■ Stated goal:
Format the part of the records that opens with the line containing "Question. Place one point on every instance of the young" and closes with the line containing "x=1245 y=652" as a numbered list, leaving out any blank lines.

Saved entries
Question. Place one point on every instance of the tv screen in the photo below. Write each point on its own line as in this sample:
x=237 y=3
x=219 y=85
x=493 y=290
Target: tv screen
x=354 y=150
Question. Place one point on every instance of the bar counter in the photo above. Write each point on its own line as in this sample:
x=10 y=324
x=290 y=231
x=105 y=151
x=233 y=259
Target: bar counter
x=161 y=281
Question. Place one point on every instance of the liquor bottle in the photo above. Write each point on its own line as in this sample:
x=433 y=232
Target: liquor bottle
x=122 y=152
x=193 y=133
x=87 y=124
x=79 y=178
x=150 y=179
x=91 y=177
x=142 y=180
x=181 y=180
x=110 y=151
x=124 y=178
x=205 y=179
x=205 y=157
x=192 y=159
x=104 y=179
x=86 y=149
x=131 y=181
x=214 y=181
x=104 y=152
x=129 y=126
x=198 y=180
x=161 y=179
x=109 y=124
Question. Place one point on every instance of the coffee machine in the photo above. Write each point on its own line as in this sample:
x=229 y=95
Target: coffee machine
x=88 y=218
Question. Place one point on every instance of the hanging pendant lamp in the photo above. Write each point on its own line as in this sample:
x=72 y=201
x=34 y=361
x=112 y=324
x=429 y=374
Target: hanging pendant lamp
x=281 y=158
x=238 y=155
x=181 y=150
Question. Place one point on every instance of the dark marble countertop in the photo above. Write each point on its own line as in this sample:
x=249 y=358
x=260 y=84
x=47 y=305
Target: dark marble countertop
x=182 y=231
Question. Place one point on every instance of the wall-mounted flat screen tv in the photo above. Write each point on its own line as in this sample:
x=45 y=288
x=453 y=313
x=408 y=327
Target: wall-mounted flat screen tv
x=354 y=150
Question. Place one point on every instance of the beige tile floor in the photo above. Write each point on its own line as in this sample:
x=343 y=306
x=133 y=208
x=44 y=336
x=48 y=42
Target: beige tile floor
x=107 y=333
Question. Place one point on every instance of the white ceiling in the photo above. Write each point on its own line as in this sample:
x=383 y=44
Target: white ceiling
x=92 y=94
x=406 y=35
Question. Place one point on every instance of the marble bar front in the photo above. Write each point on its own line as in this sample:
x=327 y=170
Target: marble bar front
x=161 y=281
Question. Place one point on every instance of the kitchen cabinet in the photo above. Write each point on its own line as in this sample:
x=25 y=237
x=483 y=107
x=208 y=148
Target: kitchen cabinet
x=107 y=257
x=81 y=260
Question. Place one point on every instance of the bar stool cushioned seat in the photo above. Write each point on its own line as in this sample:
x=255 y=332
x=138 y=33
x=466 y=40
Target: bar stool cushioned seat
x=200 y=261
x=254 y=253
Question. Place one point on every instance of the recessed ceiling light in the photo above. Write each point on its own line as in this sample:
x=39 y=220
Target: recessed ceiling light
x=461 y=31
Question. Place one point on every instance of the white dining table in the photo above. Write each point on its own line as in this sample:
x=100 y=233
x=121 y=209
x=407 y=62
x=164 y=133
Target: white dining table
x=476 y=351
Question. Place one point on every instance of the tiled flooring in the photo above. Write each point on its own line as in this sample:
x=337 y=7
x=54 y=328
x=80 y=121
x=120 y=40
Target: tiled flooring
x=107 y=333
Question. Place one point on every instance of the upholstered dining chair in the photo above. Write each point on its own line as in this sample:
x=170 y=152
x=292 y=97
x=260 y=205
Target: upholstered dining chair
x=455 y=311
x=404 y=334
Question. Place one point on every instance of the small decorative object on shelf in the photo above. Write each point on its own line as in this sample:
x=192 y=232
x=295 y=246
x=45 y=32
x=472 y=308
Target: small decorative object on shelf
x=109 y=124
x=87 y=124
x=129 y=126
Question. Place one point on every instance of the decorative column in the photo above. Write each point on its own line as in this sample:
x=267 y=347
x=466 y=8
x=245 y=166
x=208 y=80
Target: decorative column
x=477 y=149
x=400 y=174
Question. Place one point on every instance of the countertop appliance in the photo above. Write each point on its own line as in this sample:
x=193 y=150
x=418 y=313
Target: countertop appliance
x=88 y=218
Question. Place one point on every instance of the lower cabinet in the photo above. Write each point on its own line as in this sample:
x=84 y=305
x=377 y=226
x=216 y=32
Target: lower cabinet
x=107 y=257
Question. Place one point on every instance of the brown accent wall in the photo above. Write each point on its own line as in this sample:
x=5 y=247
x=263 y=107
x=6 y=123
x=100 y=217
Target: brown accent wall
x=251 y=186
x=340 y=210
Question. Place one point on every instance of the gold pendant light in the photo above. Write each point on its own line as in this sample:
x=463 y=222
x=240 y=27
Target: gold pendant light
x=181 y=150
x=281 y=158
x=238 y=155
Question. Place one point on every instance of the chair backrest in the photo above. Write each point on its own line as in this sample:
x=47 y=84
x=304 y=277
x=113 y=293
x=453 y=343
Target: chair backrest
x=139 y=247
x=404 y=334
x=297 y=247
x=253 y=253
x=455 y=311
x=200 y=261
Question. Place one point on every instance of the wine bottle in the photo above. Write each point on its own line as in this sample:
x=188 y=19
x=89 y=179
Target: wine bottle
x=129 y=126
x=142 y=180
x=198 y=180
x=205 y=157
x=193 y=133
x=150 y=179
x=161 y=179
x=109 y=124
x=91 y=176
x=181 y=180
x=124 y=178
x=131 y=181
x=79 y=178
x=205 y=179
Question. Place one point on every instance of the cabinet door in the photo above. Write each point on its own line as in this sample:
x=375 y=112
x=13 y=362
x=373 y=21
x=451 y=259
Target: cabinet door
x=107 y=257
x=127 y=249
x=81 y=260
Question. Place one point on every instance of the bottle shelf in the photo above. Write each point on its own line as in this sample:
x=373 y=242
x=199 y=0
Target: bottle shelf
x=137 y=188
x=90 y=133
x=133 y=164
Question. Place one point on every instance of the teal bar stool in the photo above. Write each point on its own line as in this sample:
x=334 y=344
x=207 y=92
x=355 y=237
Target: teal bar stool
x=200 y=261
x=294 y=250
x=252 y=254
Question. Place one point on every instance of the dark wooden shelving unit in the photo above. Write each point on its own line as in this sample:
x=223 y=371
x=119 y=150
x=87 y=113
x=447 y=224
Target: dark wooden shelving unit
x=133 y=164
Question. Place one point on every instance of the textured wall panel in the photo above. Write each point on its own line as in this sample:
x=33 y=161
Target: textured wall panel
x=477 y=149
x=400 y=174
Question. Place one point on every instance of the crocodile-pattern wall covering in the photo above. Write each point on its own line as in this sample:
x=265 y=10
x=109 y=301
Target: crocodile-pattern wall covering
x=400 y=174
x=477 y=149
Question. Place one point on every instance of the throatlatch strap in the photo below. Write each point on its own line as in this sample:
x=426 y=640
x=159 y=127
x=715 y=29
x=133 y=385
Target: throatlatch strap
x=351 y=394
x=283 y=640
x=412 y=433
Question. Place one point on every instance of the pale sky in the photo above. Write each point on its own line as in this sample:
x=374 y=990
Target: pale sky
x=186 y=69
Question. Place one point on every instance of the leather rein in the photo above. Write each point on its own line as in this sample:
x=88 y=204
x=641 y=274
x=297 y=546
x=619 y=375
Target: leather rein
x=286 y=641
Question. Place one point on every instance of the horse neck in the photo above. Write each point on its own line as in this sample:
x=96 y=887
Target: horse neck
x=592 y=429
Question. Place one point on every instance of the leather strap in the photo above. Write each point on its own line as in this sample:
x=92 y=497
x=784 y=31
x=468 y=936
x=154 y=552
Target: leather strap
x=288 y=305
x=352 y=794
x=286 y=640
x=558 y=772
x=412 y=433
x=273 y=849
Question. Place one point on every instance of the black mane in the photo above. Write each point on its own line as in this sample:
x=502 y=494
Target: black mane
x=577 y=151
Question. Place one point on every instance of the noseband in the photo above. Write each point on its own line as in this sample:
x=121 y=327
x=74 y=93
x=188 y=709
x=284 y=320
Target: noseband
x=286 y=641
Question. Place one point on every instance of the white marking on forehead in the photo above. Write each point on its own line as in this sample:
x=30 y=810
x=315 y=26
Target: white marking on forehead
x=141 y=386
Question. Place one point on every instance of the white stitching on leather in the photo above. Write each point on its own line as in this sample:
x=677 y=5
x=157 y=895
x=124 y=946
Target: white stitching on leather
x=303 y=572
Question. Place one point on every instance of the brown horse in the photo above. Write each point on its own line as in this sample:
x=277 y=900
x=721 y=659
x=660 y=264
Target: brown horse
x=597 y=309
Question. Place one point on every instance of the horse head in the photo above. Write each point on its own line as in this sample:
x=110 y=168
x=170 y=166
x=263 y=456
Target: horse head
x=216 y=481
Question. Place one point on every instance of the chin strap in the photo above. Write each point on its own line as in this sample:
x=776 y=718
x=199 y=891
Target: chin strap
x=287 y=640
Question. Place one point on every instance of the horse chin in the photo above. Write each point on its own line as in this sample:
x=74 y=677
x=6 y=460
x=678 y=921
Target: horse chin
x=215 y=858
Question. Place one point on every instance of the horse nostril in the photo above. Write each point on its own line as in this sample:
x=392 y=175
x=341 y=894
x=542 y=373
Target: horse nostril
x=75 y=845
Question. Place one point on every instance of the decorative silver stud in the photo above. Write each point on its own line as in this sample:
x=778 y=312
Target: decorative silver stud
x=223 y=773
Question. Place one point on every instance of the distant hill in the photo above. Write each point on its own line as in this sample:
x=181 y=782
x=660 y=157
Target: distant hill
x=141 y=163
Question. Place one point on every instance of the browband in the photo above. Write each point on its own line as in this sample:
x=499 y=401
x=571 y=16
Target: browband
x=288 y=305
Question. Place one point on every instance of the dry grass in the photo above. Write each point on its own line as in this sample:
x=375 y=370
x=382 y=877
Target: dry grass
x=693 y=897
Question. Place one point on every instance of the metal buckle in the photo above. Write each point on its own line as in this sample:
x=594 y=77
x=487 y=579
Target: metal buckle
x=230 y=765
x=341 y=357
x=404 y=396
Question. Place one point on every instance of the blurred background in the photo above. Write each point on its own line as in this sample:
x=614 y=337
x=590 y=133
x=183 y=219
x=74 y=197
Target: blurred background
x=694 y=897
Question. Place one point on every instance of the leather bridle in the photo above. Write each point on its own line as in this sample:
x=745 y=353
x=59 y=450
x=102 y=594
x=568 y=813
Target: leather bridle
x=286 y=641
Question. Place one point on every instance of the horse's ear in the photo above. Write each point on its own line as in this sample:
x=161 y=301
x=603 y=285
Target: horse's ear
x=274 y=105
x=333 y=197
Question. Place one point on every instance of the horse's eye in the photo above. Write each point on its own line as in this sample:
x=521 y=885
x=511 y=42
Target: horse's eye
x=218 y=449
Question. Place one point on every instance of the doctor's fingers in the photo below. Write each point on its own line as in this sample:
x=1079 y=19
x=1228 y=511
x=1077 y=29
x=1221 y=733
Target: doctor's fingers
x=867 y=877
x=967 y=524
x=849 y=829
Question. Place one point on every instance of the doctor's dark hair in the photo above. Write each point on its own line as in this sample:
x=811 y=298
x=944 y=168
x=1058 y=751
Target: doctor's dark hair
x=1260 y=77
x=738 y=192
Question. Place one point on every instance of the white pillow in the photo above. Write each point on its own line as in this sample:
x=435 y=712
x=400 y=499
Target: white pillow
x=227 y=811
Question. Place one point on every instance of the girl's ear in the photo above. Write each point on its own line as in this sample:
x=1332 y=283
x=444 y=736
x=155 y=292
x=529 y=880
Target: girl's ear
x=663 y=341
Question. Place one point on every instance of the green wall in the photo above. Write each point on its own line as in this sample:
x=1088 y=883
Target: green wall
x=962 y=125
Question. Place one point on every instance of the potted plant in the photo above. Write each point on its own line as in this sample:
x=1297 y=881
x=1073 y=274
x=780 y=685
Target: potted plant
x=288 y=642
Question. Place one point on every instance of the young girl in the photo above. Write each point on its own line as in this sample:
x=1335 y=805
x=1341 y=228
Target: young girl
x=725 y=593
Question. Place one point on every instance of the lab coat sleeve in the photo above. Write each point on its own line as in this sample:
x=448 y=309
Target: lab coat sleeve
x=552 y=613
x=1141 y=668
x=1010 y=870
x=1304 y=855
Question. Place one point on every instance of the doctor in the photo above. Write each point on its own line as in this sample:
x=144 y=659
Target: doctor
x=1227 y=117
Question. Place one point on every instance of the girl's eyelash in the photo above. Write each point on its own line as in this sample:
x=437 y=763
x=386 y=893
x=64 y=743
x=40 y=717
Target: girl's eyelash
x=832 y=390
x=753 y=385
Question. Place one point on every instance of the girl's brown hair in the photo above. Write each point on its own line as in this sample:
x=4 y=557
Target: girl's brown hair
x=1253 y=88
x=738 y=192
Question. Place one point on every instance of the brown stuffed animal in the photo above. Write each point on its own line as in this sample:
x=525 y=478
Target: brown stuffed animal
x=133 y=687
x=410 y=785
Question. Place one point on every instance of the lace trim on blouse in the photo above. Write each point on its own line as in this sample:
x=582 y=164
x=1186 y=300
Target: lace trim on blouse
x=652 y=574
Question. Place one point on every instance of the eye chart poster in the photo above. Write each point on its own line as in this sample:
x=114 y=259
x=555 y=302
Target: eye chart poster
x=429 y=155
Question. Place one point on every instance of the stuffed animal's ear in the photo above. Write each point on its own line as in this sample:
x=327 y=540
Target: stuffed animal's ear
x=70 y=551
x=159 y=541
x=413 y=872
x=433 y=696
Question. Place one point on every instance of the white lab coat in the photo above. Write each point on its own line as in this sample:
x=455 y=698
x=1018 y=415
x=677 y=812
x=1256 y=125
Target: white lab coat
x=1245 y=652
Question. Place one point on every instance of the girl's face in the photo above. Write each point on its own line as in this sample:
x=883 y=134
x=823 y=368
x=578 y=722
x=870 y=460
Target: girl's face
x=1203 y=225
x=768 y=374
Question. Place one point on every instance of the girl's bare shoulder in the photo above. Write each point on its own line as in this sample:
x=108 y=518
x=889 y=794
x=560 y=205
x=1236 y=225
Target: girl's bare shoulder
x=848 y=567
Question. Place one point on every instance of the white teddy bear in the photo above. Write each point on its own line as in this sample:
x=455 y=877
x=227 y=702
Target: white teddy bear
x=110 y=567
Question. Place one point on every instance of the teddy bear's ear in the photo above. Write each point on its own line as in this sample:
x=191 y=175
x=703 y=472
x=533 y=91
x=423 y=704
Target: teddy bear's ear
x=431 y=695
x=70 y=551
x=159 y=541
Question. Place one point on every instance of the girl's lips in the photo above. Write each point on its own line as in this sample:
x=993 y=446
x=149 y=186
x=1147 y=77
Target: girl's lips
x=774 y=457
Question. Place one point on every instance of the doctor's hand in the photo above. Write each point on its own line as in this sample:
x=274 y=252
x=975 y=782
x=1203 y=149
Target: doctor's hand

■ Exercise answer:
1. Question. Place one point on every instance of the young girl in the photo above. Write each point on its own line as in this sample:
2. x=1335 y=805
3. x=1341 y=228
4. Target: young girl
5. x=725 y=593
6. Question. Place one point on every instance of the lab coat sleeve in the photo above. Write each point on its own line as in this sample:
7. x=448 y=309
8. Target: lab coat sleeve
9. x=552 y=613
10. x=1141 y=668
11. x=1010 y=870
12. x=1304 y=855
13. Question. Place one point on every instance of the doctor in the photo above. Write each point on its own line as in this sample:
14. x=144 y=659
15. Target: doctor
16. x=1227 y=117
17. Question. Place one point on every instance of the girl's eyelash in the photo above. Write each point on its own line as in this sample:
18. x=437 y=763
19. x=386 y=893
20. x=64 y=743
21. x=40 y=717
22. Target: girl's eyelash
23. x=832 y=390
24. x=753 y=385
25. Question. Place one point on every instance of the girl's brown hair in the photo above. Write each point on its own line as in this sample:
26. x=4 y=557
27. Target: girl's brown hair
28. x=1253 y=88
29. x=738 y=192
30. Question. Place one point on every instance of the brown stuffed animal in the photo above. Write each point on its own line as in this sample:
31. x=525 y=478
32. Target: brown stuffed animal
33. x=133 y=687
34. x=410 y=785
35. Question. Place one point on every instance of the lace trim on blouse in the photo above. Write each point on its own line as in this sample:
36. x=582 y=164
37. x=1186 y=300
38. Target: lace trim on blouse
39. x=652 y=574
40. Question. Place one point on every instance of the eye chart poster in the photo above. Write each point on its own line as in this sample:
41. x=114 y=259
42. x=555 y=302
43. Target: eye chart poster
44. x=429 y=155
45. Question. Place one point on every instance of the stuffed animal's ear in the photo above. Write each point on its own line as in this sample:
46. x=327 y=540
47. Target: stuffed animal's ear
48. x=70 y=551
49. x=159 y=541
50. x=413 y=872
51. x=433 y=696
52. Question. Place one point on every instance of the white lab coat in the photo above. Write each point on its own line as in this sample:
53. x=455 y=698
54. x=1018 y=415
55. x=677 y=812
56. x=1256 y=125
57. Target: white lab coat
58. x=1245 y=652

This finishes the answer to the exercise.